§ **Set exercise**
Rewrite the text on George W. Stevens from "Stevens is first" up to and including "September 30, 1897.", replacing "chief civil engineer" with "head civil engineer".

§ **Supplied passage**
╭──

George W. Stevens (October 1, 1834 – September 30, 1897) was an American civil engineer and architect practicing in Manchester, New Hampshire, during the nineteenth century.

Life and career
George W. Stevens was born October 1, 1834, in Andover, Massachusetts, to Phinehas Stevens (1800-1864). Phinehas Stevens was a millwright and built the New Mills of the Amoskeag Manufacturing Company in 1841, among other mills in New England.

Stevens is first listed in the Manchester directories in 1866, as a civil engineer. By 1879 he was also noted in the directories as an architect, though he was employed as an architect as early as the late 1860s. He lived in Manchester for about forty years, for eighteen of which he was employed as chief civil engineer for the Amoskeag Manufacturing Company. In 1892 Stevens left Manchester to join Lockwood, Greene & Company as superintendent of construction for their southern mills. He remained in this position for five years, living in the South. Stevens died in Cordova, Alabama, on September 30, 1897.

╰──

§ **Raw data**

╭──

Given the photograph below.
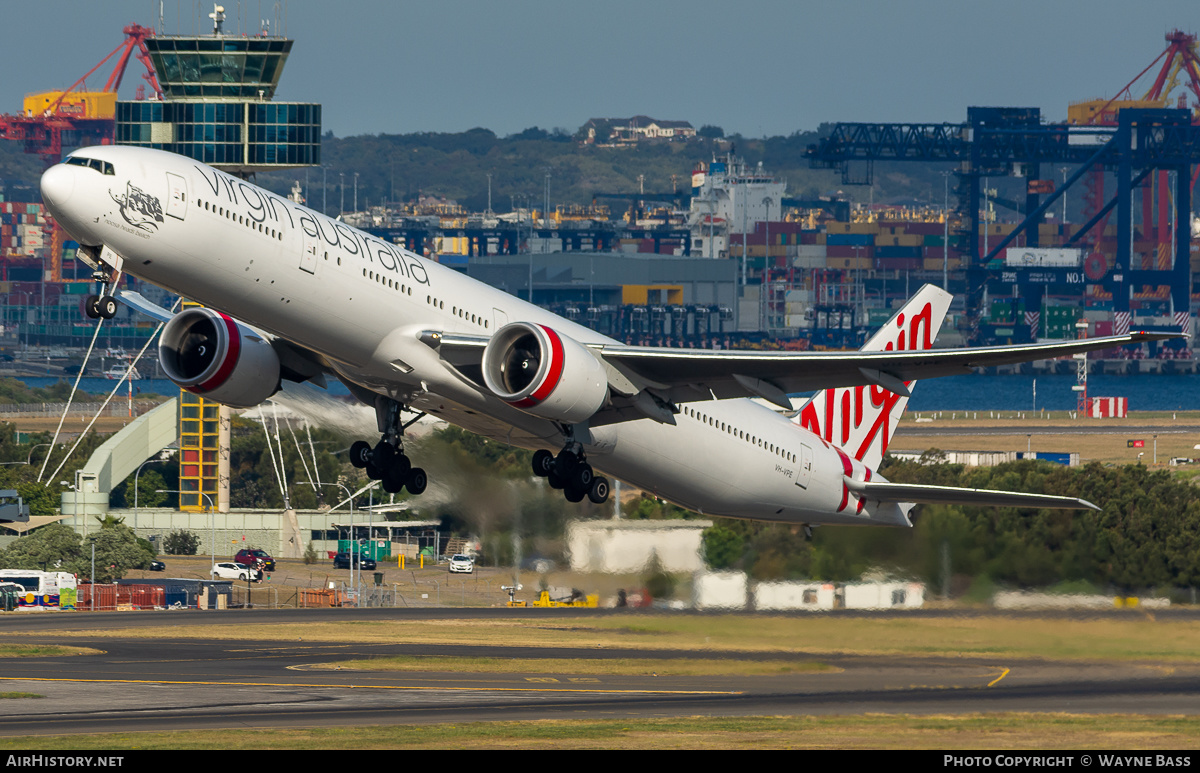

╰──

§ **Answer**
Stevens is first listed in the Manchester directories in 1866, as a civil engineer. By 1879 he was also noted in the directories as an architect, though he was employed as an architect as early as the late 1860s. He lived in Manchester for about forty years, for eighteen of which he was employed as head civil engineer for the Amoskeag Manufacturing Company. In 1892 Stevens left Manchester to join Lockwood, Greene & Company as superintendent of construction for their southern mills. He remained in this position for five years, living in the South. Stevens died in Cordova, Alabama, on September 30, 1897.